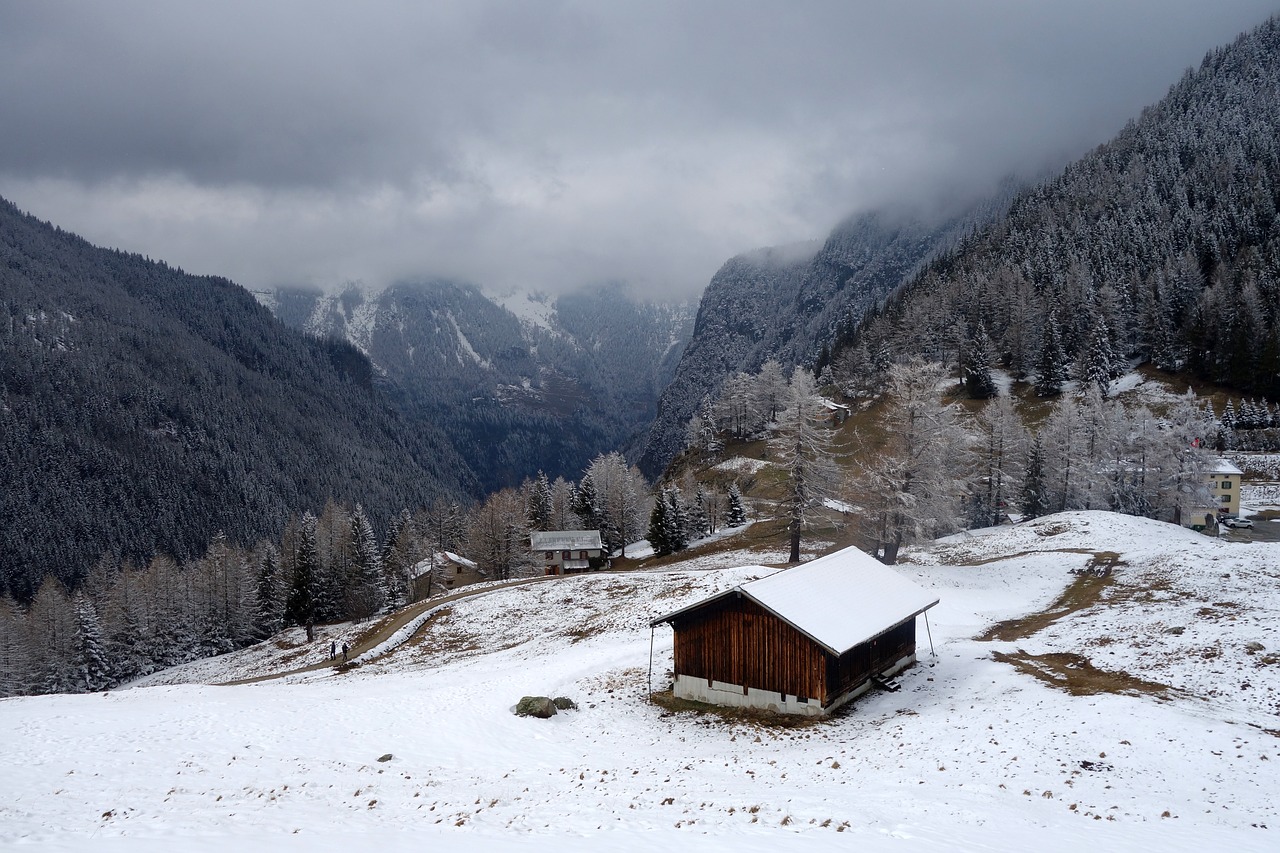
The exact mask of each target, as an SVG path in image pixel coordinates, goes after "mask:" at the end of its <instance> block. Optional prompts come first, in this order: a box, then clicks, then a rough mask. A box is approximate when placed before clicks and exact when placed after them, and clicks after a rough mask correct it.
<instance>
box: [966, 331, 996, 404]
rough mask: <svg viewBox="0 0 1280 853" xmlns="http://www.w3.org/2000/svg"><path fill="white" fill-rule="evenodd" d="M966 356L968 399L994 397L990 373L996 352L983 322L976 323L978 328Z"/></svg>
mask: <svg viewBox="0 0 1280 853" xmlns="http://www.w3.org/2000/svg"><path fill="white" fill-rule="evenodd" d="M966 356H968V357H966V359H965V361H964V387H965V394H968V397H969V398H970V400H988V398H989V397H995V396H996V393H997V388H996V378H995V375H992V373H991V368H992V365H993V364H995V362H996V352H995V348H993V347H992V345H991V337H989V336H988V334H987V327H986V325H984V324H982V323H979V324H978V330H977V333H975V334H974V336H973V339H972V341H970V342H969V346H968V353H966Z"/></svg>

==

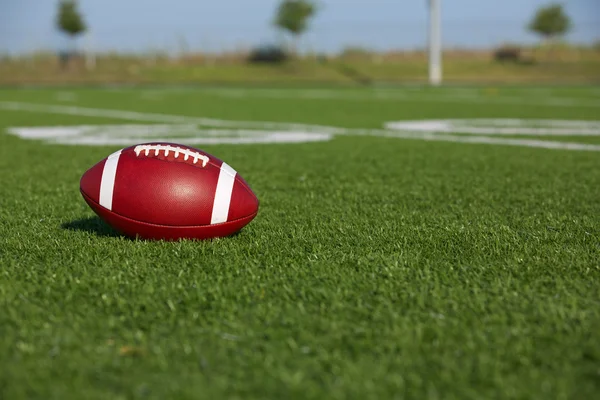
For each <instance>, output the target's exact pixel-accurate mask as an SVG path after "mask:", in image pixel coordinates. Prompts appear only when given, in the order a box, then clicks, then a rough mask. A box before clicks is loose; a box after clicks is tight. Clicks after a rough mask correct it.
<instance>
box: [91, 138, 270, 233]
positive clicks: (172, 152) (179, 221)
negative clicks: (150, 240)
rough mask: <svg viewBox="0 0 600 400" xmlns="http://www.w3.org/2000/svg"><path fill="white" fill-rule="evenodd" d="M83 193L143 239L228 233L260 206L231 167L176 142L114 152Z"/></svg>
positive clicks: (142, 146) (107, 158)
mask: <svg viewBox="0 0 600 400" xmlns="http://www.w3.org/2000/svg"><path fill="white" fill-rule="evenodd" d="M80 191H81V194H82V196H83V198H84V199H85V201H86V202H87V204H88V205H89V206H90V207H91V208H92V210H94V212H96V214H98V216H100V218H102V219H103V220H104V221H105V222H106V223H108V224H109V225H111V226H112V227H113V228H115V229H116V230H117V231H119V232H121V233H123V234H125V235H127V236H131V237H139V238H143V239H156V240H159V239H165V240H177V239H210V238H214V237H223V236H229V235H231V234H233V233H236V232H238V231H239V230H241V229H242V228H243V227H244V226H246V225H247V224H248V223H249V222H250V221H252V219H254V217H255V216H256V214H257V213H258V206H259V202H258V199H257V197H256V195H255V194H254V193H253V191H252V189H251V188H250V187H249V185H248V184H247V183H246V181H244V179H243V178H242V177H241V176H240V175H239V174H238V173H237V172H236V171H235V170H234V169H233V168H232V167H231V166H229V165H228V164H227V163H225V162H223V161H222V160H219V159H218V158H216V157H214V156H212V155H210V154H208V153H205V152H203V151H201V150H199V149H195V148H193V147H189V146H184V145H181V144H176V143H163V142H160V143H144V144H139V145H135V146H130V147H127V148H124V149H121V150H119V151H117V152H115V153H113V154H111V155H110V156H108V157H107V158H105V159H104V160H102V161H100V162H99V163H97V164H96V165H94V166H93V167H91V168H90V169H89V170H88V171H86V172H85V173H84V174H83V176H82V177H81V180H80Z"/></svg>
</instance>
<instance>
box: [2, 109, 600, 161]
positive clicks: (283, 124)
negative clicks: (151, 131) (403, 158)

* * *

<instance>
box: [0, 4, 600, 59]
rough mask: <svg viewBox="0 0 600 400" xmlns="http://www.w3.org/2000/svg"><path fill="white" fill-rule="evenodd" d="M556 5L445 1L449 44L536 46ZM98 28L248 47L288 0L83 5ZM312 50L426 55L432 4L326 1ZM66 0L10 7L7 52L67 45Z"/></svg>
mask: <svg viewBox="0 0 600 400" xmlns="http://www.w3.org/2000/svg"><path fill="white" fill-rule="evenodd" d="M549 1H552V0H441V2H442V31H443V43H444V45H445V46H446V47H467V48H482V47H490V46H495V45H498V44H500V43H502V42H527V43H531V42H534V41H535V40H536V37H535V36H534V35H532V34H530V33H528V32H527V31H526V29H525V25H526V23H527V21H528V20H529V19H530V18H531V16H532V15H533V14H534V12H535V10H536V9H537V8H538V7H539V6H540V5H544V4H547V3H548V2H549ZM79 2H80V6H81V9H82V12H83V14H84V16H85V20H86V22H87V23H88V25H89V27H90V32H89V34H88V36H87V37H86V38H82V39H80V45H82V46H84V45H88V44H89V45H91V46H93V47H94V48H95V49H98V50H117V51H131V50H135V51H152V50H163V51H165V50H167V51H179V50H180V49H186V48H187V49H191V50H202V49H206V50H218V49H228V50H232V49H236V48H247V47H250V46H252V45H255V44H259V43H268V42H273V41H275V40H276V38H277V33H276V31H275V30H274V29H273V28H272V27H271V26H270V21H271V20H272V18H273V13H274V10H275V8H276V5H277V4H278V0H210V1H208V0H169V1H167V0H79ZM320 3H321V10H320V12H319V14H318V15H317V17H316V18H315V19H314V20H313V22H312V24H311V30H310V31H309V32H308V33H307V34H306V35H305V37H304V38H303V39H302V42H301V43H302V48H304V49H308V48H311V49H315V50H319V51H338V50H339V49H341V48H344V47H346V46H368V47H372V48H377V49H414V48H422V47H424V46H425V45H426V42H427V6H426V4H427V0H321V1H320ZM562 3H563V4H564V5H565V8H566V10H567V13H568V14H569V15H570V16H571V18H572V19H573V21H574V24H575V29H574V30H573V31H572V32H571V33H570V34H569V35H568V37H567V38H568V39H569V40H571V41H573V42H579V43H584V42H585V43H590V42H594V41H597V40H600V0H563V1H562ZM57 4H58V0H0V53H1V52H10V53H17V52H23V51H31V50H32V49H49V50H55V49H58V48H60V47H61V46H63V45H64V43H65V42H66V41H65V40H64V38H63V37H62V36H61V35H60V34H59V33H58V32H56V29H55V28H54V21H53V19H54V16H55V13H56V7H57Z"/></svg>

• [Work order]:
Copy the items above word for word, starting with the line that contains "For each <instance>, output" and going on through the line that contains "positive clicks: (142, 146) (107, 158)", including both of those lines.

• [Result of this task]:
For each <instance>, output the target's exact pixel-accurate mask as an SVG path after "mask:", in image pixel coordinates. Prompts appear only when given, in the order a box, then clicks, then a rough mask. A box before clicks is loose; a box after clicks is tight. Clicks after a rough mask correct it.
<instance>
box: [91, 138, 270, 233]
positive clicks: (172, 152) (179, 221)
negative clicks: (150, 240)
rough mask: <svg viewBox="0 0 600 400" xmlns="http://www.w3.org/2000/svg"><path fill="white" fill-rule="evenodd" d="M83 193L143 239L228 233L260 206L231 167L176 142L114 152Z"/></svg>
positive clicks: (142, 146) (107, 158)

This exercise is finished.